_What you have to do_.
The response should consist of the data below, copied exactly, with no pictures in it.

_Records provided_.
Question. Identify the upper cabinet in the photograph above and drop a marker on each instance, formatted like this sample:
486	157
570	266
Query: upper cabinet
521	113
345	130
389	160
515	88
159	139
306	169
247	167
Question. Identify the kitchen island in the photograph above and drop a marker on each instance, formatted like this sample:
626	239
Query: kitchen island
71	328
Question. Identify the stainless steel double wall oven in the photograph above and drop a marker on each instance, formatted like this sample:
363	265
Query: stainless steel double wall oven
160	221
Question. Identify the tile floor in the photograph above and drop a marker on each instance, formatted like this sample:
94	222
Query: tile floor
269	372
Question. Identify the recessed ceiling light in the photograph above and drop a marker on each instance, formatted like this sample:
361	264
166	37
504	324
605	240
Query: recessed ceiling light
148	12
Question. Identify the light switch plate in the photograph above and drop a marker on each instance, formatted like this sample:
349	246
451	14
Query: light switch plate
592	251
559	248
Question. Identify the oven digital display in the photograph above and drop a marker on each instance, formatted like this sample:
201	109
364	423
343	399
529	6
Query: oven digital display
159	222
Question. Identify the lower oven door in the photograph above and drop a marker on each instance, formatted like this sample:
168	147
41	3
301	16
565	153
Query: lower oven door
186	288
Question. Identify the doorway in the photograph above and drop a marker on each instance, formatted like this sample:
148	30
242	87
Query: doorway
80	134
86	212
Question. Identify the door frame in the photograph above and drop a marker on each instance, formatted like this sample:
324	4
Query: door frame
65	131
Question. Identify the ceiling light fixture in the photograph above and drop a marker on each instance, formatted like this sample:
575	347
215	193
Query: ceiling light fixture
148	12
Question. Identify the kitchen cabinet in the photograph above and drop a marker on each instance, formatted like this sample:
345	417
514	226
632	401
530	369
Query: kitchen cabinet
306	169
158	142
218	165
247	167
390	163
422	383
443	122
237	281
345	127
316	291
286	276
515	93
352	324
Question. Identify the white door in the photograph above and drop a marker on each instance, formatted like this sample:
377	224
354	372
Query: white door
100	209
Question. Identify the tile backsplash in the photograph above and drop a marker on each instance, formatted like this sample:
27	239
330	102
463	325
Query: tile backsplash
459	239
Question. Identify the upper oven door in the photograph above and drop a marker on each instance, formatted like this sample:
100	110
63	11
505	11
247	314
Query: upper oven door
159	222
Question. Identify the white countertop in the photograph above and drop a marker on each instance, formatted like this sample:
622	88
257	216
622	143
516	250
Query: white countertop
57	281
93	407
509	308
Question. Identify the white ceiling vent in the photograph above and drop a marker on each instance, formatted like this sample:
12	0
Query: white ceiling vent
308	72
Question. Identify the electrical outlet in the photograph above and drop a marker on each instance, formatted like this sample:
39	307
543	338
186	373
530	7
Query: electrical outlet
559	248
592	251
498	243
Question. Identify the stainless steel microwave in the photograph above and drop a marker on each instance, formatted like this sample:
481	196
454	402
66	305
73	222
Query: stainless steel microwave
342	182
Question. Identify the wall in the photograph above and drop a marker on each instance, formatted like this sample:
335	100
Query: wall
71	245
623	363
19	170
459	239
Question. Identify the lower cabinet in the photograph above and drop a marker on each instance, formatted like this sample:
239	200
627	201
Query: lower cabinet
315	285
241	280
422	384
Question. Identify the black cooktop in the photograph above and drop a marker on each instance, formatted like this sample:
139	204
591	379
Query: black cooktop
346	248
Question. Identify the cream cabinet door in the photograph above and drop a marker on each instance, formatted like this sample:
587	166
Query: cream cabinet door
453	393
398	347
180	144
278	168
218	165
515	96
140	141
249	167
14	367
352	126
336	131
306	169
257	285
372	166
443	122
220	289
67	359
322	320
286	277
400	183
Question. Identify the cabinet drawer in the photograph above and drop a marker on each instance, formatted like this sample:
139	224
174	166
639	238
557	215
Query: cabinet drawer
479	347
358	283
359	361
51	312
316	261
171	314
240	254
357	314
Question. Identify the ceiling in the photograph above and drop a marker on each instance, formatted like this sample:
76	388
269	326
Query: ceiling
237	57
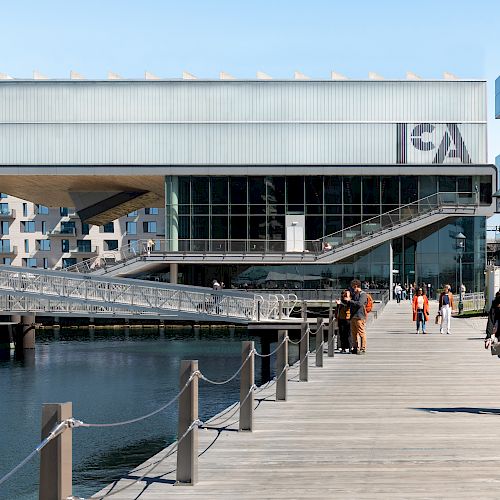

_Answer to this task_.
Question. Identify the upper cabinet in the photograph above and drop a marker on each instance, formatted like this sample:
486	157
570	266
Query: upper cabinet
521	113
345	130
389	160
515	88
159	139
306	169
247	167
Question. Identify the kitchen island in the photograph above and drop a marker on each instance, formatted like this sample:
626	239
Query: kitchen island
71	328
Question. Identify the stainless steel double wall oven in the photograph above and drop a marker on each instance, formatted like this sample:
363	265
Query: stainless steel double wall oven
160	221
Question. Identify the tile floor in the photograph above and drop a marker on each instance, formatted like this sample:
94	222
Query: tile floor
269	372
Question. Identify the recessed ceiling light in the photograph above and drop a marker on each instance, formatted like this sample:
361	264
166	37
504	324
605	240
Query: recessed ceiling light
148	12
Question. Identify the light switch plate in the photograph above and drop a marker on each instance, formatted like this sample:
349	246
451	14
Query: light switch plate
592	251
559	248
Question. Identify the oven digital display in the photograph above and drop a marker on each instance, formatted like this sample:
201	109
364	423
343	399
529	6
Query: oven digital display
159	222
Question. Identify the lower oven door in the photograph above and drop a marker on each instance, formatted like this sample:
168	147
41	3
301	16
565	153
Query: lower oven door
186	288
Question. Identify the doorway in the photograph above and drop a marker on each instance, formatted like this sample:
148	30
242	87
Query: doorway
80	134
86	212
Question. Identify the door frame in the photograph above and drop a marker on each instance, formatted like this sample:
324	4
Query: door frame
65	131
Question. Identify the ceiling light fixture in the photograph above and drop a marker on each instance, formatted like this sample:
575	347
215	193
Query: ceiling light fixture
148	12
Question. Identify the kitchen cabinet in the photograph above and drop a marker on each instance, formatted like this sample:
345	417
514	226
632	401
530	369
Query: kitchen cabinet
306	169
158	142
218	165
247	167
390	163
422	383
443	122
237	281
345	127
316	291
286	276
515	93
352	324
Question. Identify the white door in the photograph above and drop a marker on each instance, formatted like this sample:
377	224
354	372
Query: white door
100	209
Question. Identify the tile backsplash in the photograph above and drop a marker on each instance, formatted like this sample:
27	239
330	102
463	325
Query: tile backsplash
459	239
Question. Identify the upper oven door in the photograph above and drop a marker on each instance, formatted like this sample:
100	110
63	11
505	11
247	314
Query: upper oven door
159	222
Question. Identify the white countertop in the photograph above and drop a marker on each instance, formatted like this sample:
622	88
257	216
622	143
516	250
Query: white countertop
57	281
93	407
509	308
Question. Identify the white ceiling vent in the photograph above and drop a marker on each instance, formatted like this sample:
12	0
Query: white ceiling vent
308	72
Question. Identify the electrical outlet in the photograph above and drop a marker on each instance, formatted like this sample:
39	307
543	338
186	373
530	7
Query: electrical outlet
559	248
592	251
498	243
Question. Identify the stainless steel microwave in the photograph above and drop a marker on each instance, formatted like this sample:
481	196
454	402
66	305
73	222
Query: stainless steel microwave
342	182
Question. Identify the wall in the photograph above and drop a marker on each instance, formatted like this sample:
335	100
Query: wall
71	245
623	363
19	170
459	239
Question. Identify the lower cabinet in the photograph above and drop a marker on each instance, formatted like this sample:
239	200
627	201
Query: lower cabinet
315	285
241	280
422	384
Question. Identify the black cooktop in the photograph above and drop a marker on each instance, formatted like this sample:
139	204
591	379
Query: black cooktop
346	248
Question. Identify the cream cabinet door in the photograph above and drop a marker on each instance, formatted like this sample:
587	166
Query: cream cabinet door
453	393
398	347
180	144
278	168
218	165
515	96
140	141
249	167
14	367
352	126
336	131
306	169
257	285
372	166
443	122
220	289
67	359
322	320
286	277
400	183
Question. Identify the cabinet drawer in the photograph above and drop a marker on each instance, formatted like this sample:
139	224
174	166
639	238
557	215
Query: cabinet drawer
479	347
358	283
359	361
51	312
316	261
171	314
240	254
357	314
Question. Identify the ceiling in the photograph above and drop a marker on each instance, formatted like this sample:
76	388
269	326
Query: ceiling
237	57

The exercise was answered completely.